§ Selected text
- Opening Delimiter -

What is the best way to achieve a reversal of a latent nuclear programme? What specific tools are better suited for allies than for adversaries? Are negative inducements more effective than positive ones? These questions were discussed by Rupal N. Mehta (University of Nebraska Lincoln), Rachel Elizabeth Whitlark (Georgia Institute of Technology) and Paige Price Cone (University of Chicago) on 25 June 2018 at a seminar hosted by the VCDNP and moderated by VCDNP Executive Director Laura Rockwood.
The three researchers, together with Molly Berkemeier from Texas A&M, have recently completed the first part of a larger ongoing research project that aims at identifying ways in which traditional counter-proliferation strategies impact State decision-making with regard to nuclear latency. The term “nuclear latency” is generally described as the technical capability to rapidly and indigenously produce a nuclear weapon, often driven by a political decision to do so. For the purposes of the first part of their study, the researchers confined the definition to the existence of uranium enrichment or spent fuel reprocessing capabilities in a State.
The motivation for the research was many-fold. The researchers argued that nuclear latency should be as significant a concern to the international community as nuclear weapons, highlighting the fact that roughly a dozen States have pursued nuclear weapons whereas the number of “latent” States was as high as thirty-one. Secondly, although extensive literature on causes and consequences of nuclear latency already exists, some questions still remain unresolved, e.g., what can the international community do to reverse nuclear latency? In particular, can traditional counter-nuclear weapons proliferation tools be applied in nuclear latency cases? The latter includes negative tools (sticks) such as economic sanctions, preventive war, threats of sanctions or use of force, and positive tools (carrots) such as diplomatic recognition and international inclusion, economic and/or military aid, extended deterrence, which could be studied separately or simultaneously to provide a more holistic approach.
The hypotheses of the research consisted of two statements: the extension of positive tools, or positive inducements, should increase the likelihood of nuclear latency reversal; and the extension of negative inducements should increase the likelihood of nuclear latency reversal. The data used for the research was limited to States with nuclear latency between 1946 and 2008 and included, among others, competing risks of latency reversal and nuclear acquisition (dependent variable), positive and negative inducements (independent variables), affinity with the United States, State capability and domestic determinants (control variables). The researchers used the data mostly related to US activities because of the lack of open source information on other major world powers.
The researchers then presented their preliminary findings. In particular, they found very little support for the impact of counter-proliferation policies on latency reversal, even when cases of alliances were considered. Furthermore, pressure by the US did not make latent States more likely to give up their enrichment and reprocessing capabilities or to engage in the acquisition of nuclear weapons. One of the researchers also added that inducements only work when they are credible. As a result, there was a need to identify other, more specific counter-proliferation levers.
At the further stages of the project, the researchers plan to expand the scope of analysis to explore the role of other major world powers in the reversal of nuclear latency in third States, focus on specifically nuclear-related tools, such as economic sanctions on nuclear behaviour and military assistance tied to development of weapons of mass destruction, and identify other international institutional tools, including verification by the International Atomic Energy Agency, export controls, and restricted supply from Member States of the Nuclear Suppliers Group.
The researchers were commended for their study and received both comments and questions from the audience. One participant underlined the volatility of variables depending on a State, to which the researchers replied by referring to the data available only on a small number of cases that made it more difficult to have a better representative sample. Others suggested that the researchers also should study the repatriation of reprocessed spent fuel to a State and the level of democracy in a State. The researchers thanked participants for their comments and agreed to contemplate the inclusion of those issues into the further research.

- Closing Delimiter -

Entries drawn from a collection
- Opening Delimiter -

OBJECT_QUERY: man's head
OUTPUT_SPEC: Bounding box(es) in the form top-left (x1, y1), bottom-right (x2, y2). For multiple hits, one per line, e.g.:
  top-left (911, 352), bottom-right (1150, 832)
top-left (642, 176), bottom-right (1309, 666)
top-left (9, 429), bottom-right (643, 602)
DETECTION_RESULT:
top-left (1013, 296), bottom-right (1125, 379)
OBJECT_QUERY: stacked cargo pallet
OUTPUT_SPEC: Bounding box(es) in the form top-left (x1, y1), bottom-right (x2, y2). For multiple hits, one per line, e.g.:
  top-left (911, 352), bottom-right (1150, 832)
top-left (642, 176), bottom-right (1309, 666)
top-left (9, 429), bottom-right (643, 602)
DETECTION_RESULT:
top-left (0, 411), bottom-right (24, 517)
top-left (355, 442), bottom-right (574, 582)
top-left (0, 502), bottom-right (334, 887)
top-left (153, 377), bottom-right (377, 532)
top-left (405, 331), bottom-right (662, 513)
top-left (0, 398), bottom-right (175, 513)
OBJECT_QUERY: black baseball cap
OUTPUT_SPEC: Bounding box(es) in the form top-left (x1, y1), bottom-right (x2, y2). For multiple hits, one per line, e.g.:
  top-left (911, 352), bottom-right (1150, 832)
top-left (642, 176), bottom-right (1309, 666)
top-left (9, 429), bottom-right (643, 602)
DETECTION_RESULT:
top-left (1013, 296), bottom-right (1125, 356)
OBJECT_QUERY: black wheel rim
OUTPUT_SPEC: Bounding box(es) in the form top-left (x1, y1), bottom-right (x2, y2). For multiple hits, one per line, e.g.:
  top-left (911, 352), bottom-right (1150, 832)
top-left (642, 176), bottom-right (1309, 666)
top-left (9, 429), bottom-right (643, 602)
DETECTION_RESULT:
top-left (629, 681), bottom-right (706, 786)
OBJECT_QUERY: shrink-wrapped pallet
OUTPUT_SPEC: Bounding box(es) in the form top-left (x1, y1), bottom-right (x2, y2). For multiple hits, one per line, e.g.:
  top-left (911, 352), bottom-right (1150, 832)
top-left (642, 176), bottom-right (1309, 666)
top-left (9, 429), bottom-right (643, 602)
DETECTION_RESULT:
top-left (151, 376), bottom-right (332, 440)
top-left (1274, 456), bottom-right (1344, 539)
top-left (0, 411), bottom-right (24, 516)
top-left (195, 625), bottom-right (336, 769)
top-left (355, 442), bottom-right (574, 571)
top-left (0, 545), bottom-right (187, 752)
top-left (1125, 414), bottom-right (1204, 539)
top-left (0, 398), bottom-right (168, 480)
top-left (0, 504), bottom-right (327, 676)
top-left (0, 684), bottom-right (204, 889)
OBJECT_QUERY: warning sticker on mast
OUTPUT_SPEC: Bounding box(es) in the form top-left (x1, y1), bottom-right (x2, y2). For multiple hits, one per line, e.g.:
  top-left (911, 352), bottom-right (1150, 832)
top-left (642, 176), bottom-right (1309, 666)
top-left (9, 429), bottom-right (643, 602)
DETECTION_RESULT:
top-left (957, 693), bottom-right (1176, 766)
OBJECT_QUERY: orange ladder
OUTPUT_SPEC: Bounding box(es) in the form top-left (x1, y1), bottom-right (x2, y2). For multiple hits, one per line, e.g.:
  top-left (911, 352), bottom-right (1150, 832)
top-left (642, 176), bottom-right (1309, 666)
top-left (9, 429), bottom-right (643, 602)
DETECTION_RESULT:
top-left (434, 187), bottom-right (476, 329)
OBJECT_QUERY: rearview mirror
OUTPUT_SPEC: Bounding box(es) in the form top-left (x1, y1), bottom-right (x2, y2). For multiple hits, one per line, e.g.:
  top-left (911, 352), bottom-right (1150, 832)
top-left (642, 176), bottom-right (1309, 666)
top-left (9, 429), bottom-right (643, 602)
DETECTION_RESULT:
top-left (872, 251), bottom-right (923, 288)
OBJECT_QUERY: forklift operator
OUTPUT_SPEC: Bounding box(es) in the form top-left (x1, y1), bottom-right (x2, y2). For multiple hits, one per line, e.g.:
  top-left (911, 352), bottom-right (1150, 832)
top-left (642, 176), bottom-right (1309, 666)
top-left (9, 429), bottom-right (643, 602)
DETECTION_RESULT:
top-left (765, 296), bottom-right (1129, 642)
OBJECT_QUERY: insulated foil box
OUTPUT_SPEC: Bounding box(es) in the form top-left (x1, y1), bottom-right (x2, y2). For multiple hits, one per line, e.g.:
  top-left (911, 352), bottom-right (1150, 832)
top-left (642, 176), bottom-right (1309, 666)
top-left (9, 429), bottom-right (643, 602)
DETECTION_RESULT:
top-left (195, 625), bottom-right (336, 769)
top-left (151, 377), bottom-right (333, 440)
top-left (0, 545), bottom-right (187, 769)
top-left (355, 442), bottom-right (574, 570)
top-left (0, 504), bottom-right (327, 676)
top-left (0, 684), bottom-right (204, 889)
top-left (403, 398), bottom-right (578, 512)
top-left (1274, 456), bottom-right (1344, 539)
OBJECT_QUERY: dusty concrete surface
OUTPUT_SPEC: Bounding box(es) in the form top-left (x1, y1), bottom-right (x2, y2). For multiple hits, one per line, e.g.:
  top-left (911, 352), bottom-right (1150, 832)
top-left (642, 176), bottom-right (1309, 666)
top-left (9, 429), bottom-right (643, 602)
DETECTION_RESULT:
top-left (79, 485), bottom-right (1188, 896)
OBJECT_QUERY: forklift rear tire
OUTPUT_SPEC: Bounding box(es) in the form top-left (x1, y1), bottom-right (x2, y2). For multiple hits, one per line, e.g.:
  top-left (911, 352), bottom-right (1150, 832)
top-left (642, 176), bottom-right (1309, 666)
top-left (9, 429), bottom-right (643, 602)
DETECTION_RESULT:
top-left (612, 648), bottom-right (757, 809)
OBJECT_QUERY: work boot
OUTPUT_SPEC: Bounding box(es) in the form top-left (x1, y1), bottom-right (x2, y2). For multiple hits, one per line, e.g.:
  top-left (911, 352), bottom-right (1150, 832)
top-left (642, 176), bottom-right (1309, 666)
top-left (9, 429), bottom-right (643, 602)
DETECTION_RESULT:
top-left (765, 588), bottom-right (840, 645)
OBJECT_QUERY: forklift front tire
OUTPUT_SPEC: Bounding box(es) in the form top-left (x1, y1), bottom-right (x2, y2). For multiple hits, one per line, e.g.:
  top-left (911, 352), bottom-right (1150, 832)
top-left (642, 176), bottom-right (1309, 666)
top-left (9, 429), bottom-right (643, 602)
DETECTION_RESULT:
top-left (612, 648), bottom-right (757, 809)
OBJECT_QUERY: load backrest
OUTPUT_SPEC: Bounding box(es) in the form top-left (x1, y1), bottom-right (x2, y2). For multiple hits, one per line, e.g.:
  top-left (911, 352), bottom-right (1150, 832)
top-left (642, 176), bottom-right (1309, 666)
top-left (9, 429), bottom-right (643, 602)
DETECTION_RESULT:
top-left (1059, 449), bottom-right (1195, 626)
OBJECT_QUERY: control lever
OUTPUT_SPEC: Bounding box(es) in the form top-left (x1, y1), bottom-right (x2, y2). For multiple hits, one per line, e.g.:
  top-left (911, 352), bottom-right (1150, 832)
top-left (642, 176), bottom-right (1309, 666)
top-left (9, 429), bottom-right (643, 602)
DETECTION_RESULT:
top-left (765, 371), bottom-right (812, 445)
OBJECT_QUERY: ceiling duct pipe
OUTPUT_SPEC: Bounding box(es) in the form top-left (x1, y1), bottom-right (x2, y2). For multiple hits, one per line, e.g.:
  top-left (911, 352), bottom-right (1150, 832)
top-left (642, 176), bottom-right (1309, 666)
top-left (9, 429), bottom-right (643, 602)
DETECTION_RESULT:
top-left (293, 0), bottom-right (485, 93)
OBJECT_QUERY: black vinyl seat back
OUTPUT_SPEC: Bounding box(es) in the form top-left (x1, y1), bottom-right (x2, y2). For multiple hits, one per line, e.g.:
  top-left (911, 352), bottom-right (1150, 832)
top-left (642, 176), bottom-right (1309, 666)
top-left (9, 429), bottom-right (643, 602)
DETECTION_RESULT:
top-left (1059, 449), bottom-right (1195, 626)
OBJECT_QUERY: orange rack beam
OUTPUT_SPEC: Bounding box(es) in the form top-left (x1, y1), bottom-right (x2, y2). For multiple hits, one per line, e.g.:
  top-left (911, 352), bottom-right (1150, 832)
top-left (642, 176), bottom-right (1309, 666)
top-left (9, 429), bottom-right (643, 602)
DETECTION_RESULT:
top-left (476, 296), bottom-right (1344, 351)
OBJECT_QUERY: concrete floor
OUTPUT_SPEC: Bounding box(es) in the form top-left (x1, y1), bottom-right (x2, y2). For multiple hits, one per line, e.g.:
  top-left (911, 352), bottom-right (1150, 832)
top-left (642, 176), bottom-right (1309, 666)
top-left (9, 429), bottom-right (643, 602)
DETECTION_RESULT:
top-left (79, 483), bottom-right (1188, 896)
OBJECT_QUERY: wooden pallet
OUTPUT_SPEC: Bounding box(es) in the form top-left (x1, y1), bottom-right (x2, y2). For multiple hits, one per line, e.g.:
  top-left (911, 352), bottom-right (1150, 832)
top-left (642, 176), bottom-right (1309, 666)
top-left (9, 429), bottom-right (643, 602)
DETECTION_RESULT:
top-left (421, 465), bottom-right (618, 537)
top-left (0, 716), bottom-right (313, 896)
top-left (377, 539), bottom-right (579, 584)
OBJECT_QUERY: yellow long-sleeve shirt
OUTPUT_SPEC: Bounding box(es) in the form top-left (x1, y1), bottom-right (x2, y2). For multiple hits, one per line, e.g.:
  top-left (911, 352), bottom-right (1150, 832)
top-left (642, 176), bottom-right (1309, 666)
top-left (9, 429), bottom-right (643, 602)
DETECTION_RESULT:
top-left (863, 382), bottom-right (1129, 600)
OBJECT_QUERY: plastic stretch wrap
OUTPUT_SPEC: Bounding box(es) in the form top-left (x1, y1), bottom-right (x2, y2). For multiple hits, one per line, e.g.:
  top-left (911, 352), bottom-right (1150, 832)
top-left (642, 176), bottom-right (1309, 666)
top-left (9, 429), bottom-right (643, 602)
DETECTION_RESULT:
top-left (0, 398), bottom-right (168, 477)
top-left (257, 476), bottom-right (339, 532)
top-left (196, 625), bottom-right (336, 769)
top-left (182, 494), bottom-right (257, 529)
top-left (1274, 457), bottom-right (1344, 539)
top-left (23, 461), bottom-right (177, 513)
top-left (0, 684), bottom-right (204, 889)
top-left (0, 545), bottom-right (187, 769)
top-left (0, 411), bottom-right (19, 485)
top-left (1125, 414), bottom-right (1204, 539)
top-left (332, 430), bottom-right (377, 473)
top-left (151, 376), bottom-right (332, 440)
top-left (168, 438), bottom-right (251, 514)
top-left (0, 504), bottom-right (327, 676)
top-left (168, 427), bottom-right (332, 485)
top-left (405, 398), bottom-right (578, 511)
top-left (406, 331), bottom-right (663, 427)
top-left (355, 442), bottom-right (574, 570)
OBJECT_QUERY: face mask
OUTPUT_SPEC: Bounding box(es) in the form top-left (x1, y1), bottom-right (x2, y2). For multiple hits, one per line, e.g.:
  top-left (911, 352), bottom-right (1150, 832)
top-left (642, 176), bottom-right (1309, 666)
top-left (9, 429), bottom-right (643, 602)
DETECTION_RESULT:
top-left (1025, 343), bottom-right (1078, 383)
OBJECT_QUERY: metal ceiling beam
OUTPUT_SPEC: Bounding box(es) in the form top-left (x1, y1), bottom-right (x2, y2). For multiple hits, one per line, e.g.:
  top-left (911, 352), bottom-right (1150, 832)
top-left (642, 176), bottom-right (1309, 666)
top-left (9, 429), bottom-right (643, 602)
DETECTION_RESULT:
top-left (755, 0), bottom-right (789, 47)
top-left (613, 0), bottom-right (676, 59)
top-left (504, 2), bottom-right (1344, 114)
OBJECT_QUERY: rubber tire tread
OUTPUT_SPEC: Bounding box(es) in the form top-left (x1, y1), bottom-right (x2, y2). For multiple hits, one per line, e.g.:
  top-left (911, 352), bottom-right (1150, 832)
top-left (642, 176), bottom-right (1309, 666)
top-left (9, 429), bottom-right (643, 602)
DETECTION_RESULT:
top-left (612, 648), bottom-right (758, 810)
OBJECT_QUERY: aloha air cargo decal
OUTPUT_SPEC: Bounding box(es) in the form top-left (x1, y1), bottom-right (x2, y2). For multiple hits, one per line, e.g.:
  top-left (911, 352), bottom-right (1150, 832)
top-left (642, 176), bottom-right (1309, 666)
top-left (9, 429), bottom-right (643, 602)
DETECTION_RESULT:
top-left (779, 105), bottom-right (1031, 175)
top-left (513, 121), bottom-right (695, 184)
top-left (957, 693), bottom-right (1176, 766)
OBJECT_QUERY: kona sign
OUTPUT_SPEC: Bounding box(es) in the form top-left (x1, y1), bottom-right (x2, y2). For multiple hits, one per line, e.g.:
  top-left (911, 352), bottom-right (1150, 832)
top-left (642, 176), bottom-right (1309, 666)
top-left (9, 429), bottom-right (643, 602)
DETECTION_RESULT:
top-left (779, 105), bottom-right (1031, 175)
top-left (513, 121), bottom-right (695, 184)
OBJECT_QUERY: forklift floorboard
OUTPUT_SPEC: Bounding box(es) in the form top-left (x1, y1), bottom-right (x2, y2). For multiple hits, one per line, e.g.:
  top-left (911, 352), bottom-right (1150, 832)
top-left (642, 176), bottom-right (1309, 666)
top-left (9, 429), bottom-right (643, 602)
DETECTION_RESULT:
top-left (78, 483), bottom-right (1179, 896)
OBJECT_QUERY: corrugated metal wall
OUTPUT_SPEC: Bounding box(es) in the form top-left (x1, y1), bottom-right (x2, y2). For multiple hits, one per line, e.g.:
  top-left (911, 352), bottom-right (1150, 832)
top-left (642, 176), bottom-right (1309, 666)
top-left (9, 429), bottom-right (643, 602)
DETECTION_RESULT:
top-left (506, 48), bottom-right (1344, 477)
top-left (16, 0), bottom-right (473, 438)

- Closing Delimiter -

§ Instructions to follow
Decide whether each statement below agrees with the text on nuclear latency, answering yes or no and quoting the deciding words of that text: (a) In the first part of the study, the researchers limited nuclear latency to uranium enrichment or spent fuel reprocessing capabilities in a State. (b) The research data covered States with nuclear latency between 1946 and 2018. (c) Pressure by the US made latent States more likely to give up their enrichment and reprocessing capabilities.

§ Written solution
(a) Yes: "the researchers confined the definition to the existence of uranium enrichment or spent fuel reprocessing capabilities in a State"
(b) No: "The data used for the research was limited to States with nuclear latency between 1946 and 2008"
(c) No: "pressure by the US did not make latent States more likely to give up their enrichment and reprocessing capabilities"